* _Objective_: Repeat word for word the line with "of the autumn" and every line after it until the records below run out.

┌─ Provided information

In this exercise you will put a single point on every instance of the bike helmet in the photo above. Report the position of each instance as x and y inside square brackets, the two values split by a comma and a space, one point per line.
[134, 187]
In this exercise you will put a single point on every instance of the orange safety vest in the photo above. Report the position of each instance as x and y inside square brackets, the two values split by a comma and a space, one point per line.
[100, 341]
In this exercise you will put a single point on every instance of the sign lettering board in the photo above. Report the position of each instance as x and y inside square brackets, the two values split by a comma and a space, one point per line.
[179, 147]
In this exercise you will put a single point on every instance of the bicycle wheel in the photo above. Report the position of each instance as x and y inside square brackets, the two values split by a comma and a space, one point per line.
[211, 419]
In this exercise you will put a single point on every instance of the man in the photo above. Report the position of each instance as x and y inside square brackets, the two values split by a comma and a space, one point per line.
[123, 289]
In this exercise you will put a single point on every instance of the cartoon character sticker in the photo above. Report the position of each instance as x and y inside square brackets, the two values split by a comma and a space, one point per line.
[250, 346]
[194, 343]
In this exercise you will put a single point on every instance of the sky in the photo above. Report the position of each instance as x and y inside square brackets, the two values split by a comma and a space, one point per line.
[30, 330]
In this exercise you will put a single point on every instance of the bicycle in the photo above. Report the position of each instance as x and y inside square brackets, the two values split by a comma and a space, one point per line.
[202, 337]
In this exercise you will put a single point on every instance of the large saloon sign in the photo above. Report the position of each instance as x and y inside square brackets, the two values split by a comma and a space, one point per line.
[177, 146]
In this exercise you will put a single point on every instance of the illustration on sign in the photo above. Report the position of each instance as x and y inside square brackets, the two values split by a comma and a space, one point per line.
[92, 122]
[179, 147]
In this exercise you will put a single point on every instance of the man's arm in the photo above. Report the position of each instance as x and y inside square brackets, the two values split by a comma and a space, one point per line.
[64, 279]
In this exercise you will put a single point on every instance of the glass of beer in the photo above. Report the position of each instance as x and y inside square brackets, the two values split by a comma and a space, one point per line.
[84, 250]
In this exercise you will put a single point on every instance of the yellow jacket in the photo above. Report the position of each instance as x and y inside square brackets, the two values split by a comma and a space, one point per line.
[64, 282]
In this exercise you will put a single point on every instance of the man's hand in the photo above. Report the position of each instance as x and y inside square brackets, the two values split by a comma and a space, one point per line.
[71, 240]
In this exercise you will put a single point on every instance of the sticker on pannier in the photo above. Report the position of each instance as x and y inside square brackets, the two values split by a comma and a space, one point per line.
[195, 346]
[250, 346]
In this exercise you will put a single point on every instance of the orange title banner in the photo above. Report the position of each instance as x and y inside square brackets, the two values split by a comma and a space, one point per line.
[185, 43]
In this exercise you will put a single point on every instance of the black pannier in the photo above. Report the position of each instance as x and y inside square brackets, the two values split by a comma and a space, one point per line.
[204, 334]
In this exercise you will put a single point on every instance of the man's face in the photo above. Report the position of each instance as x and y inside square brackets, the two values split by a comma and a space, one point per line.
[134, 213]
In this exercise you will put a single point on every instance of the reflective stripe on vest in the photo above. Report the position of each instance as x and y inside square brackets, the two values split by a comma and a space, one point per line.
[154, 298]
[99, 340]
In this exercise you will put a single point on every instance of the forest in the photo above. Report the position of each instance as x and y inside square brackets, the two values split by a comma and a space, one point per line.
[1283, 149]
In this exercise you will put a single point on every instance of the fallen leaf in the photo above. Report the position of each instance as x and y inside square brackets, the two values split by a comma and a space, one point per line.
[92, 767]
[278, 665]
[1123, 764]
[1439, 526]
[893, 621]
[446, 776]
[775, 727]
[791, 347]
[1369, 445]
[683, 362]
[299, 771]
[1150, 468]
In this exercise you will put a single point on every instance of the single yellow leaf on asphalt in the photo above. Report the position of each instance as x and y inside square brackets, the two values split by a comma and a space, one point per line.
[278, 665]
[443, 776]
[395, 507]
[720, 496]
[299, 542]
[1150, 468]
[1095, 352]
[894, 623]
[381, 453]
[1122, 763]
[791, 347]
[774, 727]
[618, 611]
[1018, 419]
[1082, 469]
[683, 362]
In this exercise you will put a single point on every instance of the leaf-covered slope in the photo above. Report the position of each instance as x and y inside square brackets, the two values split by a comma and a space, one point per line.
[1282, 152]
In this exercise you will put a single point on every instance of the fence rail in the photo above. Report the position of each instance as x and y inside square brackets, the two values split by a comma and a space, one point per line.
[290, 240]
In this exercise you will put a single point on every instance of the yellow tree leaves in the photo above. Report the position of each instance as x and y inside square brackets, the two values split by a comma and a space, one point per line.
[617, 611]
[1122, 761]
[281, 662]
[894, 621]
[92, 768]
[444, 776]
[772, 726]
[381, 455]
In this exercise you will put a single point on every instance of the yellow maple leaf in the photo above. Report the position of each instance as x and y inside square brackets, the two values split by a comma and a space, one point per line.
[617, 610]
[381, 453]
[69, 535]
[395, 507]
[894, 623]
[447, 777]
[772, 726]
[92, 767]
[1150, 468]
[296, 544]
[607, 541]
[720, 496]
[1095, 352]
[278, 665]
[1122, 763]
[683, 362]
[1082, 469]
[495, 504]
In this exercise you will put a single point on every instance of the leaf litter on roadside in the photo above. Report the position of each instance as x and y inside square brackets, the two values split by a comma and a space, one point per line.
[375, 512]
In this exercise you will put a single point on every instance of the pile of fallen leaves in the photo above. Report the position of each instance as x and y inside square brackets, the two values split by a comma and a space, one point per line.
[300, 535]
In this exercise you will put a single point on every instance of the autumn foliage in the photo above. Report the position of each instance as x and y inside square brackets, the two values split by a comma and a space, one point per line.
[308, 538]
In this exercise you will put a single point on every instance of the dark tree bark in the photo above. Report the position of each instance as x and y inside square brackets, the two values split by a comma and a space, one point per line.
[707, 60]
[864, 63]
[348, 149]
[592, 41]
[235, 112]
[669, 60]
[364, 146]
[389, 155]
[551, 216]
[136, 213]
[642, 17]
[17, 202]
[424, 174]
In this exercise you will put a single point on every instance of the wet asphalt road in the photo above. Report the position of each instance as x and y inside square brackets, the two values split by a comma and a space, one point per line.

└─

* _Answer_:
In this exercise you will put a single point on every instance of the autumn foliage in the photo above. Report the position of each instance as x and y inside square brackets, the two values split by a comma and a space, one point per line.
[308, 538]
In this exercise you will put a single point on every instance of the dark tree bark in the photo above. Report the position of each instance as x and y inside square brackets, the two values split by a comma and a space, one point per line.
[707, 60]
[864, 63]
[348, 149]
[592, 41]
[235, 112]
[669, 60]
[364, 146]
[389, 155]
[551, 216]
[136, 213]
[642, 17]
[17, 202]
[424, 174]
In this exercise you will put a single point on every instance of the wet asphalt road in the photo above. Report the position of each instance as x and y inside square brackets, the two values split by a comma and a space, one point per line.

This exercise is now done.